TASK GOAL :: Write out, word for word, every line from the one containing "Phrase -- stadium seat" through the last line of the records below, both ends included.
[MATERIAL SUPPLIED start]
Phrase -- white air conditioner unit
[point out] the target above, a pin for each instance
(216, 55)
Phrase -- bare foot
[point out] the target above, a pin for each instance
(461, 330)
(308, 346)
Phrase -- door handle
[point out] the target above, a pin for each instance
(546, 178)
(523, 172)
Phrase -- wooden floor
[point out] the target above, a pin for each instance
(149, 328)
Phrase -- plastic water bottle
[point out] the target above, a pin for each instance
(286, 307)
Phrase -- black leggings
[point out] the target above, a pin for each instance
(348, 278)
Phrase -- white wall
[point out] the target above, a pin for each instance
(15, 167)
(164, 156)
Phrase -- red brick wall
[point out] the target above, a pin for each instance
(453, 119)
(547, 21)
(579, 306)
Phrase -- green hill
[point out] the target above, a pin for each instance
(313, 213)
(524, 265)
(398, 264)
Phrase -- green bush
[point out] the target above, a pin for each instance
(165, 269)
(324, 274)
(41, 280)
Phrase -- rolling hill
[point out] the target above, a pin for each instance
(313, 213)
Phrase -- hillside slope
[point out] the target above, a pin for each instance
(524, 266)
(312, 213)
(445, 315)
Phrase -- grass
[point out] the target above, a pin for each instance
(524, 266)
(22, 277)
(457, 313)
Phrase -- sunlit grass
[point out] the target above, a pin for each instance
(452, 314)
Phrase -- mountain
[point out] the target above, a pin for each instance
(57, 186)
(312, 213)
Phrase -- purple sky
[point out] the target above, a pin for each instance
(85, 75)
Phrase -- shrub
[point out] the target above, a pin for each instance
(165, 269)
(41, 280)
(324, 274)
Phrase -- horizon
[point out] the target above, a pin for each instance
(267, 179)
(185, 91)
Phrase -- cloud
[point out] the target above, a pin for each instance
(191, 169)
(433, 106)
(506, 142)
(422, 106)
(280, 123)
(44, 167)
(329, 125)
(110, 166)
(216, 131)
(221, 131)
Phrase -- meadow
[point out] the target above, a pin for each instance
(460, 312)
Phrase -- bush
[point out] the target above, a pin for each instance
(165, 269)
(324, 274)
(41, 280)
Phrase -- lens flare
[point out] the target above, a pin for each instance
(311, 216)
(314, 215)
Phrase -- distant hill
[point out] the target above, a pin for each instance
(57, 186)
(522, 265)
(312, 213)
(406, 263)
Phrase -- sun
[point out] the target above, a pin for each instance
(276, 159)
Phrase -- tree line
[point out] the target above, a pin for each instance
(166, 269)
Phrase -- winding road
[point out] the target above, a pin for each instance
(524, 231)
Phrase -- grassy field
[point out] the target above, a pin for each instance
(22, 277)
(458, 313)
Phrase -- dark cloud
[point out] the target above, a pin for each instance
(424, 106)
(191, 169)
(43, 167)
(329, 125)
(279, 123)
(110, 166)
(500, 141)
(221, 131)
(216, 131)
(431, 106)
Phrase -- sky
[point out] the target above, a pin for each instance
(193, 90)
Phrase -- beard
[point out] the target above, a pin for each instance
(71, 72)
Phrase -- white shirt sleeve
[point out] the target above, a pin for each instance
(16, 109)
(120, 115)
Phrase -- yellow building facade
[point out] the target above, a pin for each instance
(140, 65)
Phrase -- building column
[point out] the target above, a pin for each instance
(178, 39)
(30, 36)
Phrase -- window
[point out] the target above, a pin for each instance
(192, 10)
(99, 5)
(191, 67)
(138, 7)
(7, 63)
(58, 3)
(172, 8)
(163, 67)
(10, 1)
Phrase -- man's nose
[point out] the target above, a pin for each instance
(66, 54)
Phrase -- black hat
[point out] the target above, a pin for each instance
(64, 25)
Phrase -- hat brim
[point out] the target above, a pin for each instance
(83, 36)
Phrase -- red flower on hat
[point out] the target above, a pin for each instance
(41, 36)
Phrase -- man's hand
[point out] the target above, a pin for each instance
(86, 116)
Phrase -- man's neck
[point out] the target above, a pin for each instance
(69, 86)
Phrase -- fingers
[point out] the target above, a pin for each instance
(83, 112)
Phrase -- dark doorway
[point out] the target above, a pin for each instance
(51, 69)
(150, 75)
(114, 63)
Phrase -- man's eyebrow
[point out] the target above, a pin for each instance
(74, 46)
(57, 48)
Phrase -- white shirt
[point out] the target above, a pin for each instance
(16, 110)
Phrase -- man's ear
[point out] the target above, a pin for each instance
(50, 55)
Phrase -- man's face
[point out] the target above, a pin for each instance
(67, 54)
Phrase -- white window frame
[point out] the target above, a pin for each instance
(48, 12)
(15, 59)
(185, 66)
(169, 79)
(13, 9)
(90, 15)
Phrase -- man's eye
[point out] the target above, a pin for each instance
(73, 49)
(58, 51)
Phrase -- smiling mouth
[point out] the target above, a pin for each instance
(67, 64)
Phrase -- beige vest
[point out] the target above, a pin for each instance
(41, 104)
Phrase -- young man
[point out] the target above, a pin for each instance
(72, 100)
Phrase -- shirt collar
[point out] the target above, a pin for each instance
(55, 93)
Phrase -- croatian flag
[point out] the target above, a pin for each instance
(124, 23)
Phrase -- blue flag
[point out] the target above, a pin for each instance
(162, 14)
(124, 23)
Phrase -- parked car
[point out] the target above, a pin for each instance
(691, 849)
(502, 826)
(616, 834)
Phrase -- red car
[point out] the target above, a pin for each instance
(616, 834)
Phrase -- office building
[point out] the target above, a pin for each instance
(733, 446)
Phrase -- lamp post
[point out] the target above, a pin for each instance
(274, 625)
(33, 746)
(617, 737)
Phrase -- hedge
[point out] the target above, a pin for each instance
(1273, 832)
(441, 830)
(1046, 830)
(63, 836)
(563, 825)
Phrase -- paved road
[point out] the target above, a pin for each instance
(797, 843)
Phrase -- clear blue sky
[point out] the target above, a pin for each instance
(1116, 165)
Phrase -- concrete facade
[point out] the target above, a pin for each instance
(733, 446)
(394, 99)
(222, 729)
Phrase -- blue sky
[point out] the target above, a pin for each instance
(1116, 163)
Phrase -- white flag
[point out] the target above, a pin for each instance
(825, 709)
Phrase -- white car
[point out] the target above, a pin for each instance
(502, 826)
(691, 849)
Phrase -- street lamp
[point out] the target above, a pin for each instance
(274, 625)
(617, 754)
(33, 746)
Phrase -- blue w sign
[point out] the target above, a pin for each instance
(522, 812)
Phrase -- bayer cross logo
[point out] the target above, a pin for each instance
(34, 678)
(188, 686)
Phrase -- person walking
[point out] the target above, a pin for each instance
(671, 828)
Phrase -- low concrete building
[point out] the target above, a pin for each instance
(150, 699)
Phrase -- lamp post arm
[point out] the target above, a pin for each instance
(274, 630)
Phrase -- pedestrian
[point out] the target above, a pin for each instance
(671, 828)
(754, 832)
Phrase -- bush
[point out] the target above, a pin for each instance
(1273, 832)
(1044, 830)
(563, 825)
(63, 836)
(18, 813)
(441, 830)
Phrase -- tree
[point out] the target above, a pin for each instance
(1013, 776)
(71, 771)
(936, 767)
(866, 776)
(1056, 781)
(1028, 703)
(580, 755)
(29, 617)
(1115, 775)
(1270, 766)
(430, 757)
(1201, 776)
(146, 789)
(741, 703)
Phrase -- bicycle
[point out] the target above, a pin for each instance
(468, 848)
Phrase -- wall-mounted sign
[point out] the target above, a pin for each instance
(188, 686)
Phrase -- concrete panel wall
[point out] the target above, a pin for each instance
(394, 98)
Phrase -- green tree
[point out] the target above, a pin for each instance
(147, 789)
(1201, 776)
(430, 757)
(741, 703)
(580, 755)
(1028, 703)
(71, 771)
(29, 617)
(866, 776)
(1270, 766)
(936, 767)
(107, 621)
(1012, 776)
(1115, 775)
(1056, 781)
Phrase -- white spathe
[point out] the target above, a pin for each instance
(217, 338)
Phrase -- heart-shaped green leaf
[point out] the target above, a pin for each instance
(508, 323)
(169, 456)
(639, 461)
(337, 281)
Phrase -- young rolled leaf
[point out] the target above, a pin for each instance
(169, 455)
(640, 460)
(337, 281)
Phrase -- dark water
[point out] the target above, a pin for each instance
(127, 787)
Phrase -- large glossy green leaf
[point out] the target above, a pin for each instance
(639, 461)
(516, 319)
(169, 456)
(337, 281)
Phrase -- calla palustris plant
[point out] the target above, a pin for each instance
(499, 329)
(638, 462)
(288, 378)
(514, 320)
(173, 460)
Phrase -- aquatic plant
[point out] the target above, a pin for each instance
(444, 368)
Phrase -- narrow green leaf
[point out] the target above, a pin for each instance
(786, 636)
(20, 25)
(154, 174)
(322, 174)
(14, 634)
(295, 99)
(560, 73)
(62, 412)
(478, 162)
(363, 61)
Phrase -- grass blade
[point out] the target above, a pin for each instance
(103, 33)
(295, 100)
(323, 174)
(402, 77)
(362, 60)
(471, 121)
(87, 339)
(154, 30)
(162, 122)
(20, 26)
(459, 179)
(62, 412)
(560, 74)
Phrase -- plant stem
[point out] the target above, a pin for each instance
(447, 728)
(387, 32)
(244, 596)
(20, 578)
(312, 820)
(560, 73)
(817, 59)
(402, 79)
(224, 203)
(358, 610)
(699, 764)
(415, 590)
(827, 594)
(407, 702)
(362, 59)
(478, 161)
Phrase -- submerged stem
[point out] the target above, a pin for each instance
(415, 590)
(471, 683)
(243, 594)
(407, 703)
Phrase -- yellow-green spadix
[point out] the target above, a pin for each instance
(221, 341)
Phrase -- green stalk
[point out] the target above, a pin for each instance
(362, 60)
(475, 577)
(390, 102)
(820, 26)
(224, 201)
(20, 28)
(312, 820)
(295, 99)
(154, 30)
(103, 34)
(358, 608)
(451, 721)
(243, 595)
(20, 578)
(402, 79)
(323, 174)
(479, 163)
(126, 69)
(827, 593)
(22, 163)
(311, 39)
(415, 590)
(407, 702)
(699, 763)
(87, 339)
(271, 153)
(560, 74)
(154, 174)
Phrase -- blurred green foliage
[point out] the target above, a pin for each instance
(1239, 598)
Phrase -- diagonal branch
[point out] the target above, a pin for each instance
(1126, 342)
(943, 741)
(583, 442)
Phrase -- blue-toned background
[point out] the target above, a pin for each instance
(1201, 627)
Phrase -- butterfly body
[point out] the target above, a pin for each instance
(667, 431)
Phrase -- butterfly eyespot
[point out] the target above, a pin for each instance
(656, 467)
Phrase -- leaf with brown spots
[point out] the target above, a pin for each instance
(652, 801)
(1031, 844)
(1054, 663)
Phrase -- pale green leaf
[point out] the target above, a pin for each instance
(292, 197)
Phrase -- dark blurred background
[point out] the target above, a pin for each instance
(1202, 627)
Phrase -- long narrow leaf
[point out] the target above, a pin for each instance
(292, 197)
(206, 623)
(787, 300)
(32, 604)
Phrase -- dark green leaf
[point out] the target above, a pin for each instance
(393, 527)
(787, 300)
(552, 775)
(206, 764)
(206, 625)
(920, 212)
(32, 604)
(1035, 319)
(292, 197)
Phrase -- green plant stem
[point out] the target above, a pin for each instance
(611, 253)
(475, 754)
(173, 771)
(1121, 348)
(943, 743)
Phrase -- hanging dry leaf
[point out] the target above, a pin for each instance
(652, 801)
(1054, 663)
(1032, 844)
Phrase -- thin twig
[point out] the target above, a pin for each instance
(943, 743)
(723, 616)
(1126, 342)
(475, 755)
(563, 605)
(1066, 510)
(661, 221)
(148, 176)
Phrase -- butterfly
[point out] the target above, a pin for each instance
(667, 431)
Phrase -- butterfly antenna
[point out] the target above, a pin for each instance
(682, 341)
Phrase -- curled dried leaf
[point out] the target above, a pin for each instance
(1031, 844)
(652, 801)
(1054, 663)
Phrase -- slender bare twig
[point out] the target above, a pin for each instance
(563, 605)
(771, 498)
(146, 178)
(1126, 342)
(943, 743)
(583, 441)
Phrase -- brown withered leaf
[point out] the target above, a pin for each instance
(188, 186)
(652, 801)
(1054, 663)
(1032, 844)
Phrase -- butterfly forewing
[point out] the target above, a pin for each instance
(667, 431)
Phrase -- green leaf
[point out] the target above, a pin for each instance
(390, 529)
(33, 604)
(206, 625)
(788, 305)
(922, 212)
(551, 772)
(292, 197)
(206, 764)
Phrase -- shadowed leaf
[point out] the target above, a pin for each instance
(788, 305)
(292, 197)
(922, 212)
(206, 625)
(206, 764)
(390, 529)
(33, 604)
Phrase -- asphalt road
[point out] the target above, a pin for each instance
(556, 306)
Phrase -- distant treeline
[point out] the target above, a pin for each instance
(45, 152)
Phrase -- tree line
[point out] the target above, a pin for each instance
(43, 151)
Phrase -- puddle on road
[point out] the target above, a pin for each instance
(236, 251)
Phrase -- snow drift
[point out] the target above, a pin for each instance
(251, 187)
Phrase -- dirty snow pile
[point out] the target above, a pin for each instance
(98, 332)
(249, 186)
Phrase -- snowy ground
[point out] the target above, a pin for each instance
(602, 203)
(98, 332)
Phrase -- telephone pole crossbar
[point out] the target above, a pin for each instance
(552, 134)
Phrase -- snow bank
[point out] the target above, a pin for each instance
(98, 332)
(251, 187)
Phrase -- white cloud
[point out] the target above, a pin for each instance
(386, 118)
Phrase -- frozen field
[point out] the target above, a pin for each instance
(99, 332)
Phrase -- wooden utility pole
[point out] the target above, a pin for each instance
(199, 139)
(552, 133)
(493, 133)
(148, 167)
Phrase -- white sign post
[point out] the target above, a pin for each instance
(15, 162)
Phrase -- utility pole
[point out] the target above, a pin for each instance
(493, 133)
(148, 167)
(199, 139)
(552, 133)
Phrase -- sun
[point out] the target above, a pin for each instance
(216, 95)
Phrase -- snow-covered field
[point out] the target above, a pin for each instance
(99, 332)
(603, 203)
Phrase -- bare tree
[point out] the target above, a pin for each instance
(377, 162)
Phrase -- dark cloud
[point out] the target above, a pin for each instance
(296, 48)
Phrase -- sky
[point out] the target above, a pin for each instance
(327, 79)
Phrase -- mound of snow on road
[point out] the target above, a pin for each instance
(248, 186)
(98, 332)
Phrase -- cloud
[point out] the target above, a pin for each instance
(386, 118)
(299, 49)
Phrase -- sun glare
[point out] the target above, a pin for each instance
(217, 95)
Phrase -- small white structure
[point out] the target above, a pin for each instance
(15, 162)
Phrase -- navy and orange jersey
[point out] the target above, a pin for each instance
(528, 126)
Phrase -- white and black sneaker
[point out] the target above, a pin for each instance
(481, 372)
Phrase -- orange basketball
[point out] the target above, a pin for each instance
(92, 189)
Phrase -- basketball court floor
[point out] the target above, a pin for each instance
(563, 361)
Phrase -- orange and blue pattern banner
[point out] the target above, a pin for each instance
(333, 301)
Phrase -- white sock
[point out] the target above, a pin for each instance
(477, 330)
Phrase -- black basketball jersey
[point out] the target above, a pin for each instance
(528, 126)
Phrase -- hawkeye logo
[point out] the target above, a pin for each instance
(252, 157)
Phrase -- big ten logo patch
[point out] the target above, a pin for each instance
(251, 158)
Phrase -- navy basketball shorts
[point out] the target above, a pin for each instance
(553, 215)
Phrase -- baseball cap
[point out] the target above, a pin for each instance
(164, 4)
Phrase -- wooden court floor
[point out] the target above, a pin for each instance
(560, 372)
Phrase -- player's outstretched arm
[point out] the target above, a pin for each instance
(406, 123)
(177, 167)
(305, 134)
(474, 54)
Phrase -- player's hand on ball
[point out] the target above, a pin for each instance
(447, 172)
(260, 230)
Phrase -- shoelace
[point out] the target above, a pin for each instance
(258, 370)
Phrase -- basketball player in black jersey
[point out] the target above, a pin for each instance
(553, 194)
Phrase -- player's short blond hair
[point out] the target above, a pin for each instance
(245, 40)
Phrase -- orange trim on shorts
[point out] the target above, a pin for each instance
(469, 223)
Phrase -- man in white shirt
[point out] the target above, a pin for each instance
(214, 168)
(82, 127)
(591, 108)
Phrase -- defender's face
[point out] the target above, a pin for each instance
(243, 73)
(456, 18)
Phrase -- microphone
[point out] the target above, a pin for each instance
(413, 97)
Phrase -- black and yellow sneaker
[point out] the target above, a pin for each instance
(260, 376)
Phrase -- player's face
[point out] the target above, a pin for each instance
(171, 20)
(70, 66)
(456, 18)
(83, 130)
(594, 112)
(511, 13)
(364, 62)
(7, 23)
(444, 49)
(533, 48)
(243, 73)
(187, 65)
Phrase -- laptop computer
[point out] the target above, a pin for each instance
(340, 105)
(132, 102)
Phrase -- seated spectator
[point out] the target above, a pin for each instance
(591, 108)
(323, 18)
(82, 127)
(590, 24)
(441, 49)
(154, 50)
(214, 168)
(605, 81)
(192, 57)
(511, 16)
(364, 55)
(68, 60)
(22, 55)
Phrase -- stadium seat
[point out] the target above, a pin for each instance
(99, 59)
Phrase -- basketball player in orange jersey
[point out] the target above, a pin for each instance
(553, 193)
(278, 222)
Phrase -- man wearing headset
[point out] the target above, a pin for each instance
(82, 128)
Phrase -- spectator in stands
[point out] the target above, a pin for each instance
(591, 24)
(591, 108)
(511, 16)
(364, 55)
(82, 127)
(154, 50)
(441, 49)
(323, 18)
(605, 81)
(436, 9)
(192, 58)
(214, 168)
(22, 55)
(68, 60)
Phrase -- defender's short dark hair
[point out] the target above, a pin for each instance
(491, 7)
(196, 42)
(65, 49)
[MATERIAL SUPPLIED end]
SOLUTION BELOW ::
Phrase -- stadium seat
[point out] the target above, a pin for each instance
(99, 59)
Phrase -- basketball player in orange jersey
[point out] the target above, a pin for each instance
(553, 193)
(278, 222)
Phrase -- man wearing headset
[point out] the target above, a pin for each instance
(82, 128)
Phrase -- spectator in stands
[point out] the target above, a pin for each instance
(591, 24)
(591, 108)
(511, 16)
(364, 55)
(82, 127)
(154, 50)
(441, 49)
(323, 18)
(605, 81)
(436, 9)
(192, 58)
(214, 168)
(22, 55)
(68, 60)
Phrase -- defender's short dark hair
[point out] the target above, a pin for each instance
(491, 7)
(196, 42)
(65, 49)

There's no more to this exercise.